The exercise —
Switch every "annotator" in the listing below to "labeler", and write out all its lines again with nothing else changed.

start Input

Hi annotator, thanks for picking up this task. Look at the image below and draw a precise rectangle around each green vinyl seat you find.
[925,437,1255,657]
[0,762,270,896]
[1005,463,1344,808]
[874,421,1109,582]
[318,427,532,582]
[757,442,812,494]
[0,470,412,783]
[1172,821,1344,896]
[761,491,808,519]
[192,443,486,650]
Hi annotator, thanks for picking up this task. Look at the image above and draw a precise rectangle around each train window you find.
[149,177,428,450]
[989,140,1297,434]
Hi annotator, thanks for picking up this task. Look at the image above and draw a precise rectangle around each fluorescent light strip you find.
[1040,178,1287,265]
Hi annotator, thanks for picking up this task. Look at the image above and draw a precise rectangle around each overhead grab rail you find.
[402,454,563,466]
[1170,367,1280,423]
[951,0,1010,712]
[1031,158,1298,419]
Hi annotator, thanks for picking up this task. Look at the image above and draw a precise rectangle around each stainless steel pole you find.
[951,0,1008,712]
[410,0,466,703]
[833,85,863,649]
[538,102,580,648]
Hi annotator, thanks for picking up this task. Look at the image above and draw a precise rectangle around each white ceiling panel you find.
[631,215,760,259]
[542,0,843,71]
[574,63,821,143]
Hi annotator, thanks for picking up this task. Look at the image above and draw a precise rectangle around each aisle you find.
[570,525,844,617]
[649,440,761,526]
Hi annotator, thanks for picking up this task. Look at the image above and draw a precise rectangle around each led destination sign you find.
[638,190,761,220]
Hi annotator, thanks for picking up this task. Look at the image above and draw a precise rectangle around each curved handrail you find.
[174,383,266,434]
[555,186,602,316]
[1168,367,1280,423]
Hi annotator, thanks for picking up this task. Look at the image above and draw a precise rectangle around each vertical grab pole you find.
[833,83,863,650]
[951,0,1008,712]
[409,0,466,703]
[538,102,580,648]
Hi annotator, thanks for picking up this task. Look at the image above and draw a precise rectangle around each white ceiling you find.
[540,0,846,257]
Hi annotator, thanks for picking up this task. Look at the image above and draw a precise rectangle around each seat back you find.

end Input

Solution to this exercise —
Hi labeler, thanks for picking up this task. Look at the image below and draw a precise rectangle around each green vinyl seat you find.
[925,437,1255,657]
[0,762,270,896]
[1005,463,1344,808]
[874,421,1109,582]
[318,427,532,582]
[757,442,812,494]
[0,470,412,783]
[1172,821,1344,896]
[761,491,808,519]
[192,443,486,650]
Hi labeler, thanks for picking up this task. Look at the image above and draw a precise rectangle around each train window you find.
[149,177,428,450]
[989,140,1297,434]
Hi labeler, thanks for picking up this task. Look at the image above and draw a precise rectangle around each fluorescent light strip you find.
[1040,178,1287,265]
Hi labeler, thanks for picking up this task. Look at the image above and draw a precise rectangle around each overhead grab rail you find.
[402,454,563,466]
[1170,367,1280,423]
[951,0,1010,712]
[1031,158,1298,419]
Hi labeler, thanks for picking up this task. Look at the image above and draw a precise rectangle around each stainless steel pole you find.
[951,0,1008,712]
[410,0,466,703]
[833,85,863,649]
[538,102,580,648]
Hi labeler, thanks for picking up this task. Look at the image above and draw a precise rectangle around each white ceiling panel you find.
[631,215,760,259]
[542,0,843,71]
[574,63,821,143]
Hi labeler, thanks for picking up this task. Look at the image above and draw a precise rectangle around each aisle you find.
[570,525,844,617]
[649,440,761,526]
Hi labeler, thanks for picking up this task. Look at the image above and draw a precise rectangle around each led destination sign you find.
[638,190,761,220]
Hi labeler, thanks for picking up this task. Look at the image above and draw a precise rectangle around each curved handrail you find.
[174,383,266,434]
[555,186,602,316]
[1168,367,1280,423]
Hi labeler, thanks for picking up this task. Look at the image above and draw a precise rectangle around each vertical grab pole you find.
[833,83,863,650]
[951,0,1008,712]
[409,0,466,703]
[538,102,580,648]
Hi labeler, thanks for picking up this task. Look at the image above and draw a precise rectangle around each white ceiling you find.
[540,0,846,257]
Hi labeler, thanks for picking up this task. Look at the image above and draw a precise rectangle around each seat back you find.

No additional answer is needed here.